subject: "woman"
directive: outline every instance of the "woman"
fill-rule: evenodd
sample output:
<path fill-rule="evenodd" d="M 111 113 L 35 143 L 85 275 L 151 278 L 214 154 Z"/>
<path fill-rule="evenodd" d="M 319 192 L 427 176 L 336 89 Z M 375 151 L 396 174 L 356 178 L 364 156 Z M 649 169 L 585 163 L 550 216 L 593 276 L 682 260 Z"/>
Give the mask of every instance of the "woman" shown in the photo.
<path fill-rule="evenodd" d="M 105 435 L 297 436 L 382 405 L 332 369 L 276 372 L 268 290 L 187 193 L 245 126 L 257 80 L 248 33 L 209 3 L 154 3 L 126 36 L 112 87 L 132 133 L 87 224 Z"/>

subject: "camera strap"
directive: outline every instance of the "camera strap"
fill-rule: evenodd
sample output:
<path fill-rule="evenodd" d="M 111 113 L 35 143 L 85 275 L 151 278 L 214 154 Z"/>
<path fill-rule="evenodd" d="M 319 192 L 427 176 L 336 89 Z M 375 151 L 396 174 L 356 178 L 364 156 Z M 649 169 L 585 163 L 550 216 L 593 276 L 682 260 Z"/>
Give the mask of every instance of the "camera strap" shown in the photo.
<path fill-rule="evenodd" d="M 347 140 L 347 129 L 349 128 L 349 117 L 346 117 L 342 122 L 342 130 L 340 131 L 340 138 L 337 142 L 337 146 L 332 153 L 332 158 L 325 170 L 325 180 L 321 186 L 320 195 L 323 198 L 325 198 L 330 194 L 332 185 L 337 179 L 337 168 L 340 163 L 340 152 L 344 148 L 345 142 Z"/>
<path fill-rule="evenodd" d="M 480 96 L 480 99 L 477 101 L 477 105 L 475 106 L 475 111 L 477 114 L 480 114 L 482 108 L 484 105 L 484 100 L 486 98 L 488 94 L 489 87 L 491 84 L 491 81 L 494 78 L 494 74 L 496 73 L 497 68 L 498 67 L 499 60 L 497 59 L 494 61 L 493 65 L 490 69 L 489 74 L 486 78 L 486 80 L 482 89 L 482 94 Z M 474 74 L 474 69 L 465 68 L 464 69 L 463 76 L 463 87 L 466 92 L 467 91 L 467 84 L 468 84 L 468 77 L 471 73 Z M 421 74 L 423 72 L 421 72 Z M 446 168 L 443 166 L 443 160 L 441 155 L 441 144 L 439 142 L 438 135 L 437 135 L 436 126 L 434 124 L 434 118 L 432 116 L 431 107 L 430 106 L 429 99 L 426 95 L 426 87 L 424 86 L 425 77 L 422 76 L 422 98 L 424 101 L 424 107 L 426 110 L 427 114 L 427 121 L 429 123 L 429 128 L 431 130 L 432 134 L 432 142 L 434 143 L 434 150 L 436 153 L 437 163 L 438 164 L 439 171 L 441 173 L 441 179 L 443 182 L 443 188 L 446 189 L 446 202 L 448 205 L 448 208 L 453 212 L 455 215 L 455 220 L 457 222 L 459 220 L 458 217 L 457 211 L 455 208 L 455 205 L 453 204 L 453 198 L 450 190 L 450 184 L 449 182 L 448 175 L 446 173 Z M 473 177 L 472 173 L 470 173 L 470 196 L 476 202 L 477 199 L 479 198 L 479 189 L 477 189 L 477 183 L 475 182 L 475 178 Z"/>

- **Exercise requirements**:
Copy the material word for word, from its first line through the line that contains "105 435 L 297".

- **Right answer**:
subject: "woman"
directive: outline every instance of the "woman"
fill-rule: evenodd
sample output:
<path fill-rule="evenodd" d="M 111 113 L 35 143 L 85 275 L 151 278 L 214 154 Z"/>
<path fill-rule="evenodd" d="M 319 192 L 427 176 L 336 89 Z M 375 151 L 396 174 L 356 178 L 364 156 Z M 649 169 L 585 163 L 550 216 L 593 276 L 682 260 Z"/>
Give the mask of every instance of the "woman" shown in the photo.
<path fill-rule="evenodd" d="M 105 435 L 297 436 L 382 405 L 332 369 L 276 372 L 268 290 L 187 193 L 245 126 L 257 80 L 248 33 L 209 3 L 154 3 L 126 36 L 112 87 L 132 133 L 87 224 Z"/>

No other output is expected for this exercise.